» **Activity**: Give the number of lines in the following entries that contain the word "panel", with nothing added.

Stored data entries
········
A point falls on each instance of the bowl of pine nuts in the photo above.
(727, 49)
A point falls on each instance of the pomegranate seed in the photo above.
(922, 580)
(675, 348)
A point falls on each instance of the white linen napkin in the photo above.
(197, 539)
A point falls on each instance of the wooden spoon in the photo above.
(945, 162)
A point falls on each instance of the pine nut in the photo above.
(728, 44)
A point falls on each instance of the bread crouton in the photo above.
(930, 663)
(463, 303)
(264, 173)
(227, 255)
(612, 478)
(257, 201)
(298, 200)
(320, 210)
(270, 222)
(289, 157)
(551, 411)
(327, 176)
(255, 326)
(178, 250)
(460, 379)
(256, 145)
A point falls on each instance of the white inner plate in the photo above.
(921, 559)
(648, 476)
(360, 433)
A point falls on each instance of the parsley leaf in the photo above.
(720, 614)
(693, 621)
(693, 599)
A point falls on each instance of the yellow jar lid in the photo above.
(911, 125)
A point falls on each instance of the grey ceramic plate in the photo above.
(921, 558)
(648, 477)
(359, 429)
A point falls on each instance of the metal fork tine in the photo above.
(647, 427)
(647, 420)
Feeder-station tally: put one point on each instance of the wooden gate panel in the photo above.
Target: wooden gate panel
········
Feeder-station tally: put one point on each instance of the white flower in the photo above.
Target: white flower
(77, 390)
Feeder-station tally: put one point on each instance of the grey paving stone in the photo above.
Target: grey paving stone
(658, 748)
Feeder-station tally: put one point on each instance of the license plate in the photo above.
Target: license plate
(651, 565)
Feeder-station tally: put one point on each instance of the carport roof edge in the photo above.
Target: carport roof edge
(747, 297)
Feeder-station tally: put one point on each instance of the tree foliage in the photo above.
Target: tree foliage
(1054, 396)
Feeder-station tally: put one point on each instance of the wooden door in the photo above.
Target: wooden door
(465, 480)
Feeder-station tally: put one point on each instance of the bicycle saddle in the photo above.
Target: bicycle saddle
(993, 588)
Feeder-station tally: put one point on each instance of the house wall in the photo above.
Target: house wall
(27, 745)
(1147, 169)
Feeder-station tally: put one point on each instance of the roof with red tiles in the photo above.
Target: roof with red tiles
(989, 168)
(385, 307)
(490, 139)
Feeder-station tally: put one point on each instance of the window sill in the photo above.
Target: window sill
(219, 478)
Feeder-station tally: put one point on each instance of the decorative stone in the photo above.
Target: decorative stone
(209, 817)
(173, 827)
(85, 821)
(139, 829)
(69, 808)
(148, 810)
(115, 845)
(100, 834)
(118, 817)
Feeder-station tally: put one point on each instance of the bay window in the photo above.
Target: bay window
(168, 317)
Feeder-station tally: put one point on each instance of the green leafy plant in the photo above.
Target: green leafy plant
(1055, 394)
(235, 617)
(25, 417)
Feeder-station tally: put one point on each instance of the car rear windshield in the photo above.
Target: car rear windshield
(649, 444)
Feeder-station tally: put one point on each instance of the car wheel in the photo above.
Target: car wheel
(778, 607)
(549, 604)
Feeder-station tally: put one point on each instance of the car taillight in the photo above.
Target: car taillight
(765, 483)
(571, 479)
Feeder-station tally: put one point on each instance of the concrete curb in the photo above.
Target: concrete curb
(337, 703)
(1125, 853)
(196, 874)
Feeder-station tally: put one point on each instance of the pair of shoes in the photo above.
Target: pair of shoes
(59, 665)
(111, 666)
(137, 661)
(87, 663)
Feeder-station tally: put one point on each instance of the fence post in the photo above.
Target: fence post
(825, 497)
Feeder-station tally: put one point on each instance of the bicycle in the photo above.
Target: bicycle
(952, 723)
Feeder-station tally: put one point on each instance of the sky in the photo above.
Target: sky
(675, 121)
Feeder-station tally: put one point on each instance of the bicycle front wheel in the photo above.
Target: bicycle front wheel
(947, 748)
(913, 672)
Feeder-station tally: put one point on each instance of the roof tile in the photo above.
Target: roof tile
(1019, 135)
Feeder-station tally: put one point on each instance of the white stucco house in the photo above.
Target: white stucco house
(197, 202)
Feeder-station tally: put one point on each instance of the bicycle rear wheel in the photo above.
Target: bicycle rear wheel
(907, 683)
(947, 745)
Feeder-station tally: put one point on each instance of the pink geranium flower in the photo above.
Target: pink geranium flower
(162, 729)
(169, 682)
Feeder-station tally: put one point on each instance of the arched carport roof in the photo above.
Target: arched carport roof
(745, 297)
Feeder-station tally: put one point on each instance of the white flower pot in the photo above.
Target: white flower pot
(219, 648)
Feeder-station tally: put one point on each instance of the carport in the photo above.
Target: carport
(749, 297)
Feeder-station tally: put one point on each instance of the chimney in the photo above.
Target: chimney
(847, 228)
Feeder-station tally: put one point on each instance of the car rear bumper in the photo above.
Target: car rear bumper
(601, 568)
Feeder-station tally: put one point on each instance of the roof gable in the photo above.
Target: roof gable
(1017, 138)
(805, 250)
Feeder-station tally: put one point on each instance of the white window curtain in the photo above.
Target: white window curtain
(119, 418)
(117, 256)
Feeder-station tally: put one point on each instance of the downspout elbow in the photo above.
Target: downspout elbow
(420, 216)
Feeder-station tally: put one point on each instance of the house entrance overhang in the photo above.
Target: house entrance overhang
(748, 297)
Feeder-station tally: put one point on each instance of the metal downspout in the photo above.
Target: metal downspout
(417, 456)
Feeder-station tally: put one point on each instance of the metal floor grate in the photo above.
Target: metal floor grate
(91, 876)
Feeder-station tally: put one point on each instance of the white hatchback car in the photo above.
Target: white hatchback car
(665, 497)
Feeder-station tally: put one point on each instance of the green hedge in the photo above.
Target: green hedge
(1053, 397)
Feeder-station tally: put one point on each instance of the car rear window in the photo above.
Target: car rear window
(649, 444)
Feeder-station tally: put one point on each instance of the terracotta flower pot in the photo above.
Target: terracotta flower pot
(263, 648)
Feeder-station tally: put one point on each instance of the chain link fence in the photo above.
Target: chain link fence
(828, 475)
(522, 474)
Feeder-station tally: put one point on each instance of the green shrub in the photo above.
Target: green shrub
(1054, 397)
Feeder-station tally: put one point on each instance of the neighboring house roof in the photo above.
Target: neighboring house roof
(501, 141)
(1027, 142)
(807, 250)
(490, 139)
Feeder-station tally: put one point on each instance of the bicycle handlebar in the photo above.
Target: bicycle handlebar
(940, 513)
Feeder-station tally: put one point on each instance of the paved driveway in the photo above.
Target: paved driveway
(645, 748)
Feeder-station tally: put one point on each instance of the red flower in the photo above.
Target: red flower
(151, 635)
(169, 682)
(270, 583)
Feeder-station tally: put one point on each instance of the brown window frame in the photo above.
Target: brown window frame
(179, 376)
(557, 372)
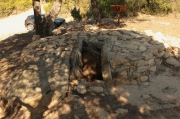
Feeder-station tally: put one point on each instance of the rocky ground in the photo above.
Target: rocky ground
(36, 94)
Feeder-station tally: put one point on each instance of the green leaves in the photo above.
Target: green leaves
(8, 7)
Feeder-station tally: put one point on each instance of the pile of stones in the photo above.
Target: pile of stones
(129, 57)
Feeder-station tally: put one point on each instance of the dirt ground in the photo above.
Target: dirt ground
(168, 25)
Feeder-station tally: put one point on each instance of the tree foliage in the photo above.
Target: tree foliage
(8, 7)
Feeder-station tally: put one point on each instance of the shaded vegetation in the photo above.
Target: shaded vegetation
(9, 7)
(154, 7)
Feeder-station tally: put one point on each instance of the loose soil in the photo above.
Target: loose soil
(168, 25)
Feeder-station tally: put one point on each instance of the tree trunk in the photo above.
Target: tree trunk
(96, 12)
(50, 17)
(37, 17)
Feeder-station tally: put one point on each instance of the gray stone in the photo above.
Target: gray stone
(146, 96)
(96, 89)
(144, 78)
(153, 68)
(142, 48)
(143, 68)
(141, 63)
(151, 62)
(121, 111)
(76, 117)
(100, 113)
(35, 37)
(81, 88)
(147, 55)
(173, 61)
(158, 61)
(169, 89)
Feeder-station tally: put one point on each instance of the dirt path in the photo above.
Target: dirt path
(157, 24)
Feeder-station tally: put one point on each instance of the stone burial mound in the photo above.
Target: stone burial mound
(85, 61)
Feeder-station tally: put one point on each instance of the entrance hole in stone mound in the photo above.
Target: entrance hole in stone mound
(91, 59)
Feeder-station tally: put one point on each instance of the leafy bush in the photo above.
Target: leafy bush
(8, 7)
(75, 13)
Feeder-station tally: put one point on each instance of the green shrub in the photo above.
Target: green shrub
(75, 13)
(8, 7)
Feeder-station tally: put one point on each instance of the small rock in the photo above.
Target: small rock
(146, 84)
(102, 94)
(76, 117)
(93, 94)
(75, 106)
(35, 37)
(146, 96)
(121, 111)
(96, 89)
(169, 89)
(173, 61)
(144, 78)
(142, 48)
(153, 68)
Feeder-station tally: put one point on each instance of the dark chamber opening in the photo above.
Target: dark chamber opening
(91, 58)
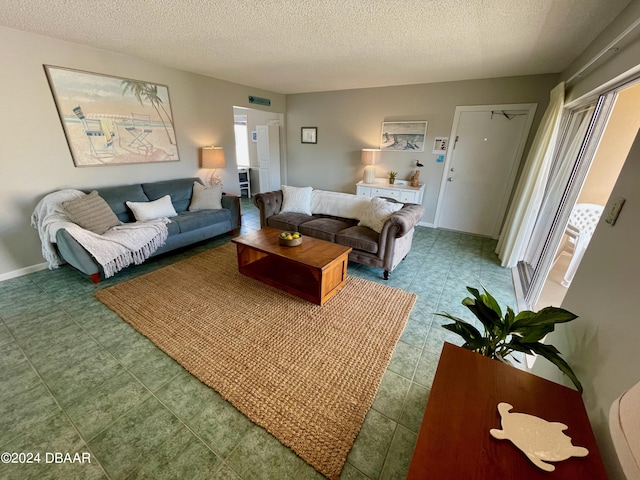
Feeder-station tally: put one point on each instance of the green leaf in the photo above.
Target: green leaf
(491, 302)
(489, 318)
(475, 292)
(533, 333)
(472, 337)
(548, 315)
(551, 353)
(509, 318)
········
» **Exercise output**: 2